What the task asks >> Reproduce the lines from the start through the line holding "point(383, 321)", inclusive, scaling every answer coordinate by 2.05 and rounding to whole numbers, with halves rounded up. Keep all other text and numbers unchanged, and leave out the pictures.

Material provided >>
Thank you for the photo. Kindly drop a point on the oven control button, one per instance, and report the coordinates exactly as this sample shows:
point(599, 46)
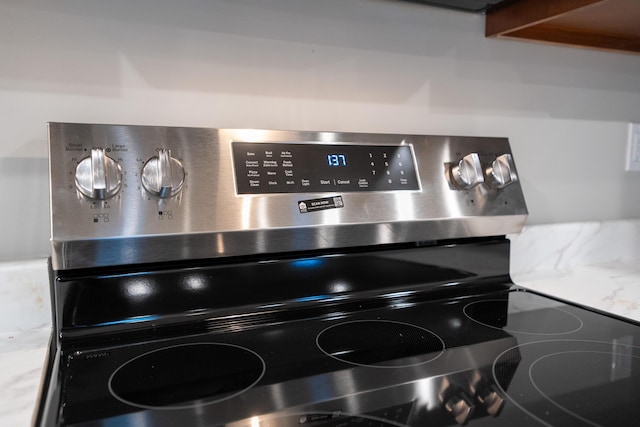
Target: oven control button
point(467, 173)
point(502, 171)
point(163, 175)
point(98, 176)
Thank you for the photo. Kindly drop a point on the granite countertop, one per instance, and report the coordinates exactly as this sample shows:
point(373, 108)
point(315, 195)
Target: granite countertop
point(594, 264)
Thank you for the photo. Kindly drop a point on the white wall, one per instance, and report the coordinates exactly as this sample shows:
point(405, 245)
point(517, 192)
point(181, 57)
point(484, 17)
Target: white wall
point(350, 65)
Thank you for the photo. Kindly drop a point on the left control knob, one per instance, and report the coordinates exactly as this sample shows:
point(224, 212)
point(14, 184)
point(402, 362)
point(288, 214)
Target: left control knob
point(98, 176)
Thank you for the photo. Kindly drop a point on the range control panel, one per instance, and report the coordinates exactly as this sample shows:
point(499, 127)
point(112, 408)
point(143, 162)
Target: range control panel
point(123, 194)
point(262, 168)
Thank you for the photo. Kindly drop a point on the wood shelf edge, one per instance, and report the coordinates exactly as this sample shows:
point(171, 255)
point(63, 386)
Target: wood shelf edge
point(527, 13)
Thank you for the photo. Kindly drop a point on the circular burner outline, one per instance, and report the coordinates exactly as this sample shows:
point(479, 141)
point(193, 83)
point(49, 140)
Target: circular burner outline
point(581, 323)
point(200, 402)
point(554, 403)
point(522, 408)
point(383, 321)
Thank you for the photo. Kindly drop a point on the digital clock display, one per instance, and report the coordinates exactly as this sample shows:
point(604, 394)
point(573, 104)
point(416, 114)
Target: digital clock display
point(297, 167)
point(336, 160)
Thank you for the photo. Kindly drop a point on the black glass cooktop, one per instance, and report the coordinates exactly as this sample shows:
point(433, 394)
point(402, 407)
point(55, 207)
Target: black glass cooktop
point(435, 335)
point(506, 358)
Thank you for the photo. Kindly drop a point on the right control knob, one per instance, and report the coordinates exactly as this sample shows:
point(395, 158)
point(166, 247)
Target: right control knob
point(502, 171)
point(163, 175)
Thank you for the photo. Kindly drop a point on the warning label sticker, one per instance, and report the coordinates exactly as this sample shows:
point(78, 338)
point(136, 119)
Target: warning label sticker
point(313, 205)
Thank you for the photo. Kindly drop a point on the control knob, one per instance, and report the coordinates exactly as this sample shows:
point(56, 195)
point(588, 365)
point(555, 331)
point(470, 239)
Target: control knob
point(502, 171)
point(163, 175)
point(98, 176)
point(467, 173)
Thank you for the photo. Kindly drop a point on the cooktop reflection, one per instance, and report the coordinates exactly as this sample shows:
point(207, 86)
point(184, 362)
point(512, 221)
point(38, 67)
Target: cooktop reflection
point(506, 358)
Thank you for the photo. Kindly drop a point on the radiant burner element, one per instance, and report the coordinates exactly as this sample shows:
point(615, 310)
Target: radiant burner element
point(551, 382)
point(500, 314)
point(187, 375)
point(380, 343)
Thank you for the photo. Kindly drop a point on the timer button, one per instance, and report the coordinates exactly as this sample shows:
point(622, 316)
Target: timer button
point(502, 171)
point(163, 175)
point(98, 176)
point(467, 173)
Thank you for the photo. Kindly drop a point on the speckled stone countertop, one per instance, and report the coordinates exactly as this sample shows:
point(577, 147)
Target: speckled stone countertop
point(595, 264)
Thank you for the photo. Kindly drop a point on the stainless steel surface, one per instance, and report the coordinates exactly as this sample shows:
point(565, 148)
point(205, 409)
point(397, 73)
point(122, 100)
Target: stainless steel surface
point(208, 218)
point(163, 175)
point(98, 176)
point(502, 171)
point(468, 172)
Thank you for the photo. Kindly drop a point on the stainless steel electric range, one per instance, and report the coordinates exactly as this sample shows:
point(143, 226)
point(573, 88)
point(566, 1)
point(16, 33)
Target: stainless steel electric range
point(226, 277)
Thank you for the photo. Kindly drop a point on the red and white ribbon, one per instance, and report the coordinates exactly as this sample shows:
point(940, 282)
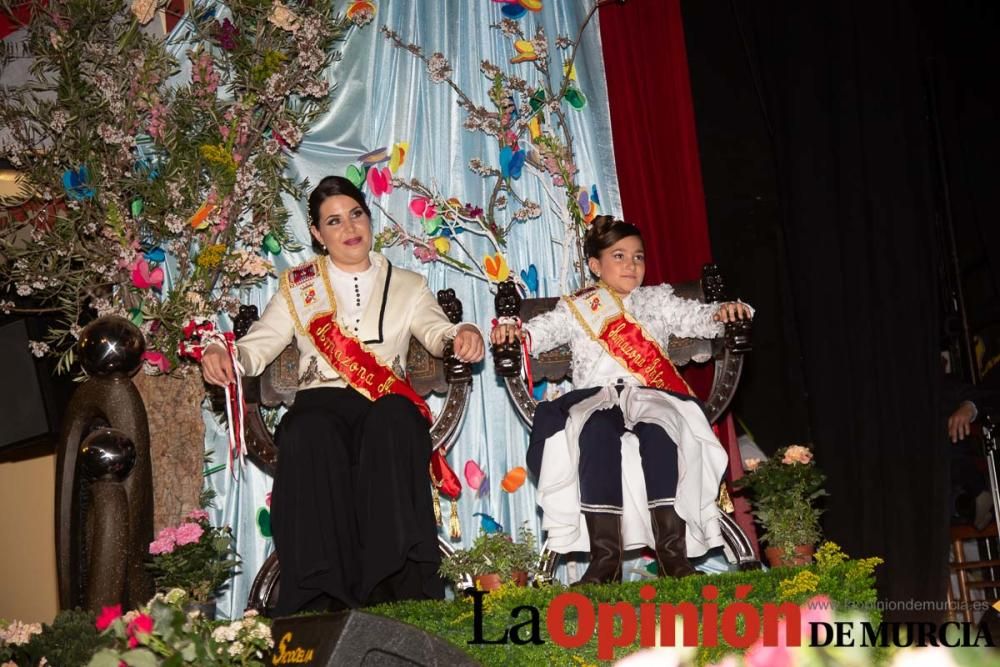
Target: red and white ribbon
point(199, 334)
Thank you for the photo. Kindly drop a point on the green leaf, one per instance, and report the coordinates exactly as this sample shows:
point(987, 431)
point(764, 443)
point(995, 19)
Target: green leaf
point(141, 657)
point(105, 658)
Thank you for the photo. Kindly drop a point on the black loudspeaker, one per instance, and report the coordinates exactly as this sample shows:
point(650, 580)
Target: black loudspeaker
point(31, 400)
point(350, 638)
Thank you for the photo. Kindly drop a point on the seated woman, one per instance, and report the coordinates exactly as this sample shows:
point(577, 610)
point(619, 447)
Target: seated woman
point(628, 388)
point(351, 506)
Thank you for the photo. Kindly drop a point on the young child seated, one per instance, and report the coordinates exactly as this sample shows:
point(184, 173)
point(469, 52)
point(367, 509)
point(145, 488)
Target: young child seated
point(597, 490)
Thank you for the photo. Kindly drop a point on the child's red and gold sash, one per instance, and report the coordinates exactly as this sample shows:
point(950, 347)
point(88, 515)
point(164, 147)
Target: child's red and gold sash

Output below >>
Thank you for the photo. Kindly drop a point on the oven control button, one per instance, and report the coordinates exactly as this sample shows:
point(599, 46)
Target: oven control button
point(957, 355)
point(1029, 351)
point(334, 359)
point(201, 361)
Thank you for the photo. Kindly drop a point on the granite countertop, one per instance, and report the coordinates exactly as this sample shows:
point(373, 108)
point(315, 195)
Target: granite countertop
point(1218, 541)
Thank you for the photo. Kindly drop a point on the white wall, one per instance, and report the coordinates exactly as this sample shows:
point(405, 245)
point(517, 192)
point(181, 57)
point(484, 17)
Target: white wall
point(718, 133)
Thank you for the photo. Kindly drop a point on the left control knob, one per instance, and report the coordinates exactly as this sample shows:
point(224, 212)
point(14, 184)
point(402, 362)
point(288, 214)
Target: left control knob
point(201, 361)
Thank you for the photo. Kindly drop a point on the range control panel, one per instance, and report the coordinates exactly as this sample shows:
point(499, 127)
point(112, 408)
point(143, 162)
Target: range control panel
point(252, 398)
point(537, 344)
Thank you for the photo. Kindly drop a point on the wood shelf edge, one per instance, and report the coordinates exactly as this sample shows:
point(171, 255)
point(63, 386)
Target: wood shelf edge
point(1080, 27)
Thank you for the photo. Kindly drop a point on the circular burner outline, one per instance, and report the coordinates exactly as this sample shows:
point(479, 141)
point(193, 83)
point(49, 140)
Target: circular burner outline
point(1191, 662)
point(410, 824)
point(1136, 826)
point(1070, 836)
point(785, 658)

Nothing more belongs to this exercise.